■ **Extract**

= = = = = = =

Under the corporate services agreement described above, Comverse
Technology has directors' and officers' liability insurance which also provides
coverage for our officers and directors.
LISTING
We intend to have our common stock quoted on the Nasdaq National
Market under the symbol "VRNT".
TRANSFER AGENT AND REGISTRAR
The transfer agent and registrar for our common stock will be
American Stock Transfer & Trust Company. Its address is 59 Maiden Lane, New
York, New York 10038 and its telephone number at this location is (212)
936-5100.
55
SHARES ELIGIBLE FOR FUTURE SALE
Sales of substantial amounts of our common stock in the public market
after the offering could cause the market price of our common stock to fall and
could affect our ability to raise equity capital in the future on terms
favorable to us.
Upon completion of this offering, we will have issued and outstanding
an aggregate of ________ shares of common stock, assuming no exercise of the
underwriters' over-allotment option and no exercise of outstanding options to
purchase common stock. All of the shares sold in this offering will be freely
tradable without restriction or further registration under the Securities Act,
unless such shares are purchased by our "affiliates," as that term is defined in
Rule 144 under the Securities Act.
The remaining ________ shares were issued and sold by us in private
transactions, are restricted securities and may be sold in the public market
only if registered under the Securities Act or if they qualify for an exemption
from registration under Rules 144 or 144(k) under the Securities Act, which
rules are summarized below. Subject to the lock-up agreements described below
and the provisions of Rule 144, additional shares will be available for sale in
the public market, subject in the case of shares held by affiliates to
compliance with certain volume restrictions, as follows:
o ___________ shares will be available for immediate sale in
the public market on the date of this prospectus; and
o ____________ shares will be available for sale upon the
expiration of lock-up agreements 180 days after the date
of this prospectus.
LOCK-UP AGREEMENTS
We, our directors and executive officers, and Comverse Technology
will sign a lock-up agreement under which each will agree not to transfer,
dispose of or hedge any shares of common stock or any securities convertible
into or exchangeable for shares of common stock for a period of 180 days from
the date of this prospectus. Transfer or dispositions can be made sooner with
the prior written consent of Lehman Brothers Inc.
RULE 144
In general, under Rule 144 as currently in effect, a person who has
beneficially owned shares of common stock that are restricted securities for at
least one year would be entitled to sell within any three-month period a number
of shares that does not exceed the greater of:
o 1% of the number of shares of common stock then
outstanding, which will equal approximately _______ shares
immediately after this offering; or
o the average weekly trading volume of the common stock on
the Nasdaq National Market during the four calendar weeks
preceding the filing of a notice on Form 144 with respect
to such sale.

= = = = = = =

■ **Material**
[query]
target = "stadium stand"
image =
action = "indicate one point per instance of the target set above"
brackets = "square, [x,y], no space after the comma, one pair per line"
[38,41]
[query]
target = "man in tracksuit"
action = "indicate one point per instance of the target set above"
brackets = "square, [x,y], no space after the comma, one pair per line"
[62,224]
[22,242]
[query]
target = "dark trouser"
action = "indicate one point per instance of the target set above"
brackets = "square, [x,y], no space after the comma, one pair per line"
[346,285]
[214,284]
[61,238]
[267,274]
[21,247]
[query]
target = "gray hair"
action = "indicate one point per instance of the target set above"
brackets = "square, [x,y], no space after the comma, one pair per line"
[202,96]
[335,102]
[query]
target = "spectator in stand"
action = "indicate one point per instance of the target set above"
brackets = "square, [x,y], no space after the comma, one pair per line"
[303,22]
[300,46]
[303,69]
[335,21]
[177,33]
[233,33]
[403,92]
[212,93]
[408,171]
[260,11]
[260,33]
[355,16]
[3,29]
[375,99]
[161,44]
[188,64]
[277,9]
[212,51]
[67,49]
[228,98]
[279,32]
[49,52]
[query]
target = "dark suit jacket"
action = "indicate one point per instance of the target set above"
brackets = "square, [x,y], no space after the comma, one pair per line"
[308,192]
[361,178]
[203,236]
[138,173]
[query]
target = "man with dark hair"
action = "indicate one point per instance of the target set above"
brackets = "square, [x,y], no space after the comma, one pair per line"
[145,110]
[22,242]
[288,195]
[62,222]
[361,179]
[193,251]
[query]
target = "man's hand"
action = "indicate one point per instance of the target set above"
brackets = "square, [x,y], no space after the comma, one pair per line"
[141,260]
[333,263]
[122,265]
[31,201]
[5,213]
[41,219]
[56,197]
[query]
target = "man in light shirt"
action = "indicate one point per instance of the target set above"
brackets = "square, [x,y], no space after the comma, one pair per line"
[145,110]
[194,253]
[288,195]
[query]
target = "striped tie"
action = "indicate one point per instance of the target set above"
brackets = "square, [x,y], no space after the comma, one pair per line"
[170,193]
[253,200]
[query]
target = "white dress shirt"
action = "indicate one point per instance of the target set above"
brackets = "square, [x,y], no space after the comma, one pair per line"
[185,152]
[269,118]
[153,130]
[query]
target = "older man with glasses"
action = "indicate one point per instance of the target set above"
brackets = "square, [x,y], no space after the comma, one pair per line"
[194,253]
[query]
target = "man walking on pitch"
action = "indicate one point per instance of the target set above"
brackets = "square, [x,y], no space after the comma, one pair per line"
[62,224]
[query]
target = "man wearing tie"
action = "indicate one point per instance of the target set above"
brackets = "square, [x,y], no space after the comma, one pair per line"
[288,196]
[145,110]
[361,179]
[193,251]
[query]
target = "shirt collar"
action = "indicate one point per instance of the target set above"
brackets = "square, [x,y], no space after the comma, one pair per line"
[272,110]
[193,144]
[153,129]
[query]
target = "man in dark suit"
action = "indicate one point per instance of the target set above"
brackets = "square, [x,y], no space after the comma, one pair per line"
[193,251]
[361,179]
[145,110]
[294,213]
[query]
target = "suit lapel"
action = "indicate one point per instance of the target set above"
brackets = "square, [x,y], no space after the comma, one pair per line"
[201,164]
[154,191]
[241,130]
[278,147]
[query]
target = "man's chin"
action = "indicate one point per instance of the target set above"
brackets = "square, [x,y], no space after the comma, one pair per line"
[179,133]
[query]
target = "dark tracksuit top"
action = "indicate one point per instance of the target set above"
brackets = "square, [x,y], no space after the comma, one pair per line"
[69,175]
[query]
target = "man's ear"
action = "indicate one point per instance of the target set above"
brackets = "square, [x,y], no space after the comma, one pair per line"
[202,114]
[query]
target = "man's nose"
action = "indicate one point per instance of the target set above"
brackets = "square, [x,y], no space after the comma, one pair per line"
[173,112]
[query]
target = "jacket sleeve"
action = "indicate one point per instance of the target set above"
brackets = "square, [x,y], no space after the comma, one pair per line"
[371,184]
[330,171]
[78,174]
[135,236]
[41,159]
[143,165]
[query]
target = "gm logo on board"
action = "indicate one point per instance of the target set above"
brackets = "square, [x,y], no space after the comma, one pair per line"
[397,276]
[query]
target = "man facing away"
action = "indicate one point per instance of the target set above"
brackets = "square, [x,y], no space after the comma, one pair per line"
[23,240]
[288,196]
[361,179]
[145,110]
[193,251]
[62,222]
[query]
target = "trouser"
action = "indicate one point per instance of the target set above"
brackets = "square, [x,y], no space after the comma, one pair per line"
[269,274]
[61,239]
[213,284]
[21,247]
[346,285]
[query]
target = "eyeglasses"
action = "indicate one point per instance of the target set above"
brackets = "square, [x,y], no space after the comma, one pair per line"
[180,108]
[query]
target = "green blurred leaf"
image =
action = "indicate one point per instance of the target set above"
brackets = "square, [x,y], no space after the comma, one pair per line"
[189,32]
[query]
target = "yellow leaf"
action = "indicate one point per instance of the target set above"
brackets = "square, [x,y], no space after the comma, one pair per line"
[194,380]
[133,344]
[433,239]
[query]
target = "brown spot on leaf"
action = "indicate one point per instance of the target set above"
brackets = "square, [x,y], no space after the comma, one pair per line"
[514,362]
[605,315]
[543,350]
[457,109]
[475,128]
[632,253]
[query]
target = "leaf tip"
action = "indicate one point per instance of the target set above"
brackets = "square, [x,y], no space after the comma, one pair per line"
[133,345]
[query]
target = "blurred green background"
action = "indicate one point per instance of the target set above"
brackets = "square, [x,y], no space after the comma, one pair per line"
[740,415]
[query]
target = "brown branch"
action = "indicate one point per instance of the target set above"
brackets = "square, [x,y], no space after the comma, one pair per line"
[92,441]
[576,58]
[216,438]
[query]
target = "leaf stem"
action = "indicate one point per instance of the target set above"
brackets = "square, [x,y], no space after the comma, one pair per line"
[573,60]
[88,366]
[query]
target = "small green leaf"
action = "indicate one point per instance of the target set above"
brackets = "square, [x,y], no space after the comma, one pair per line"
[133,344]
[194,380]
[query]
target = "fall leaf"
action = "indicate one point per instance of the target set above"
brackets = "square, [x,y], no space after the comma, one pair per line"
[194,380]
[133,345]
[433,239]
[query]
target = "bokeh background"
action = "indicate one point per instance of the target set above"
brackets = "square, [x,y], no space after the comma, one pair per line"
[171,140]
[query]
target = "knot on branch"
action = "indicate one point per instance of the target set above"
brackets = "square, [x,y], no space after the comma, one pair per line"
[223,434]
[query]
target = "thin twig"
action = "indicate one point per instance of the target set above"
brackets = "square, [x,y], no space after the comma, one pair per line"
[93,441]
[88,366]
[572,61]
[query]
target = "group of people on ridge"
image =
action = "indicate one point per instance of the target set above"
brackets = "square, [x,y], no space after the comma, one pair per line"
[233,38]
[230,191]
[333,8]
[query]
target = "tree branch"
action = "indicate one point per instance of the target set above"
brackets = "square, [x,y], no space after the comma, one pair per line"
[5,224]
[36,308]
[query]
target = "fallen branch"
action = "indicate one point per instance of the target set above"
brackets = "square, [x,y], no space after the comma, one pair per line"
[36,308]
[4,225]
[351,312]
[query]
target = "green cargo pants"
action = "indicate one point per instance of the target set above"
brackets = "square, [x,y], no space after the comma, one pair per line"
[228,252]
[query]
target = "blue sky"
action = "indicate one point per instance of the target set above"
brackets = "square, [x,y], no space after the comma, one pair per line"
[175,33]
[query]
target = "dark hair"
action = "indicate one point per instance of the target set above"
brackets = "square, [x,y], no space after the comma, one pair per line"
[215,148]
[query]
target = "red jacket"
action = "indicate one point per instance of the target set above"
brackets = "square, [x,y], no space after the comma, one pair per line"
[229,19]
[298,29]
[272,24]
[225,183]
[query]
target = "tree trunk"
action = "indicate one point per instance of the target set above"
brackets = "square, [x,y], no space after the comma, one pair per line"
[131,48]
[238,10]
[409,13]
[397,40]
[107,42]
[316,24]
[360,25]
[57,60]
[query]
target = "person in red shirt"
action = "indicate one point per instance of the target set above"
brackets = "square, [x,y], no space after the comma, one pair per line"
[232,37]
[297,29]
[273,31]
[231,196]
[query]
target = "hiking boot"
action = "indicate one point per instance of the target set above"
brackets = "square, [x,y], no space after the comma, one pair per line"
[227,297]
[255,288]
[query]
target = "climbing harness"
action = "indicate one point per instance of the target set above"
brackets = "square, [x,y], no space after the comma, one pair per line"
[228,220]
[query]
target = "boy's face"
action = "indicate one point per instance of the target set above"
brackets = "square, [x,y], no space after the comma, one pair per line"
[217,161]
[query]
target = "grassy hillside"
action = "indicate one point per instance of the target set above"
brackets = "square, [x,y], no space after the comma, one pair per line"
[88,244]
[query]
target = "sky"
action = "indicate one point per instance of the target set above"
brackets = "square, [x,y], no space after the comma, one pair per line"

= = = = = = =

■ **Given task 1**
Pull out every line of the records that contains the word "hair".
■ **Given task 2**
Extend the stock offering prospectus text above, picking up right after its last sentence.

■ **Exercise output 1**
target = "gray hair"
target = "man with dark hair"
target = "dark hair"

■ **Exercise output 2**
Sales under Rule 144 are also subject to certain manner of sale
provisions and notice requirements and to the availability of current public
information about us.
Under Rule 144(k), a person who has not been one of our
affiliates at any time during the three months before a sale, and who has
beneficially owned the restricted shares for at least two years, is entitled to
sell the shares without complying with the manner of sale, public information,
volume limitation or notice provisions of Rule 144.
REGISTRATION RIGHTS
We have entered into a registration rights agreement with Comverse
Technology. See "Certain Relationships and Related Transactions--Relationship
with Comverse Technology and its Subsidiaries." We do not have any other
contractual obligations to register our common stock.
56
CERTAIN UNITED STATES FEDERAL TAX CONSIDERATIONS
FOR NON-UNITED STATES HOLDERS
The following is a general discussion of the material U.S. federal
income and estate tax consequences of the ownership and disposition of our
common stock applicable to Non-U.S. Holders. A "Non-U.S. Holder" is a beneficial
owner of our common stock that holds our common stock as a capital asset and who
is generally an individual, corporation, estate or trust other than:
o an individual who is a citizen or resident of the U.S. for
U.S. federal income tax purposes;
o a corporation (or entity treated as a corporation for U.S.
federal income tax purposes) created or organized in the
U.S. or under the laws of the U.S. or of any subdivision
thereof;
o an estate whose income is includible in gross income for
U.S. federal income tax purposes regardless of source; and
o a trust subject to the primary supervision of a court
within the U.S. and the control of one or more U.S.
persons.
The following discussion does not consider specific facts and
circumstances that may be relevant to a particular Non-U.S. Holder's tax
position and does not consider U.S. state and local or non-U.S. tax
consequences. Further, it does not consider Non-U.S. Holders subject to special
tax treatment under the federal income tax laws (including partnerships or other
pass-through entities, banks and insurance companies, dealers in securities,
holders of securities held as part of a "straddle," "hedge," "conversion
transaction" or other risk-reduction transaction and persons who hold or receive
common stock as compensation). The following discussion is based on provisions
of the U.S. Internal Revenue Code of 1986, as amended, applicable Treasury
regulations, and administrative and judicial interpretations as of the date of
this prospectus, all of which are subject to change, possibly on a retroactive
basis, and any change could affect the continuing validity of this discussion.
THE FOLLOWING SUMMARY IS INCLUDED HEREIN FOR GENERAL INFORMATION.
ACCORDINGLY, EACH PROSPECTIVE NON-U.S. HOLDER IS URGED TO CONSULT A TAX ADVISOR
WITH RESPECT TO THE FEDERAL, STATE, LOCAL OR NON-U.S. TAX CONSEQUENCES OF
HOLDING AND DISPOSING OF COMMON STOCK.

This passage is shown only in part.